--- START OF Passage provided ---

Payment for the Shares purchased may be made in accordance with Section 8 of
this Plan.

              5.5    METHOD OF EXERCISE.  Options may be exercised only by
delivery to the Company of a written stock option exercise agreement  (the
"EXERCISE AGREEMENT") in a form approved by the Committee (which need not be
the same for each Participant), stating the number of Shares being purchased,
the restrictions imposed on the Shares purchased under such Exercise
Agreement, if any, and such representations and agreements regarding
Participant's investment intent and access to information and other matters,
if any, as may be required or desirable by the Company to comply with
applicable securities laws, together with payment in full of the Exercise
Price for the number of Shares being purchased.

              5.6    TERMINATION.  Notwithstanding the exercise periods set
forth in the Stock Option Agreement, exercise of an Option will always be
subject to the following:

       (a)    If the Participant is Terminated for any reason except death or
              Disability, then the Participant may exercise such Participant's
              Options only to the extent that such Options would have been
              exercisable upon the Termination Date no later than three (3)

--- END OF Passage provided ---

Aim 1 -
Answer these questions about the stock option plan passage:
(a) Under which section of the Plan may payment for purchased Shares be made?
(b) Who approves the form of the written stock option exercise agreement?
(c) Under the termination provision in item (a), which two reasons for termination are excluded?
The stock option plan passage and the entries that come after it are separate, unrelated material.

--- START OF Data supplied ---

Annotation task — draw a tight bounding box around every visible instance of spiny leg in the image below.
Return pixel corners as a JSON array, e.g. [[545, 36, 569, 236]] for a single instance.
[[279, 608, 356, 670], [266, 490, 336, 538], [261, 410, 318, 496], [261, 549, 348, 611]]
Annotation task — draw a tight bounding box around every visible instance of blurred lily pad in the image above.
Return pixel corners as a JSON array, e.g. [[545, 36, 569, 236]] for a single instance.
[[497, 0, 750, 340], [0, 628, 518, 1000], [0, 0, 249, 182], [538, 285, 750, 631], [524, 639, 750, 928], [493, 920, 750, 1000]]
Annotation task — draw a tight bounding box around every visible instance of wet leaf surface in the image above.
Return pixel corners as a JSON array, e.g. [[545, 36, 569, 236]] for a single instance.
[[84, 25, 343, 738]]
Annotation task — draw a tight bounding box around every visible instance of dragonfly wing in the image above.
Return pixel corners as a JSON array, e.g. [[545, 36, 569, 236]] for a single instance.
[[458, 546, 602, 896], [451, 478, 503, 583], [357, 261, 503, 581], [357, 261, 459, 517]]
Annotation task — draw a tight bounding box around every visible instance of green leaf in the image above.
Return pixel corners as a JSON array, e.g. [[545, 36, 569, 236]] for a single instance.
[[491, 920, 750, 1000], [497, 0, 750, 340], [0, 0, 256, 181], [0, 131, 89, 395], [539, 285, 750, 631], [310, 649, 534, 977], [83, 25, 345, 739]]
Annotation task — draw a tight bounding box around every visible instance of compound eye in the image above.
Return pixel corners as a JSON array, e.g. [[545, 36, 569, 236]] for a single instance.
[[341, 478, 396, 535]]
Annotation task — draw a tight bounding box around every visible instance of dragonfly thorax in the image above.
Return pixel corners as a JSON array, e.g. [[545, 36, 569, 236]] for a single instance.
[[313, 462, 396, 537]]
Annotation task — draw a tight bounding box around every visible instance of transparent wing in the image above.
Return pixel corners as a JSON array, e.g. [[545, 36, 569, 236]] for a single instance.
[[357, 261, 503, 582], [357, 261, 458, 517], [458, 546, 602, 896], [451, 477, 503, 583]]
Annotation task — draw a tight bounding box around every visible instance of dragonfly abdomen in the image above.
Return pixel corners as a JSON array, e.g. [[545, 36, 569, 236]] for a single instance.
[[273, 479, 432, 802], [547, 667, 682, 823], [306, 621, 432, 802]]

--- END OF Data supplied ---

Aim 2 -
Copy the stretch of entries from the line containing "eye in the image above." through the line containing "477, 503, 583]]", word for word.

Reply 1 -
(a) Section 8
(b) The Committee
(c) Death and Disability

Reply 2 -
Annotation task — draw a tight bounding box around every visible instance of compound eye in the image above.
Return pixel corners as a JSON array, e.g. [[545, 36, 569, 236]] for a single instance.
[[341, 478, 396, 535]]
Annotation task — draw a tight bounding box around every visible instance of dragonfly thorax in the image above.
Return pixel corners as a JSON array, e.g. [[545, 36, 569, 236]] for a single instance.
[[313, 462, 396, 537]]
Annotation task — draw a tight bounding box around every visible instance of transparent wing in the image above.
Return pixel corners as a JSON array, e.g. [[545, 36, 569, 236]] for a single instance.
[[357, 261, 503, 582], [357, 261, 458, 517], [458, 546, 602, 896], [451, 477, 503, 583]]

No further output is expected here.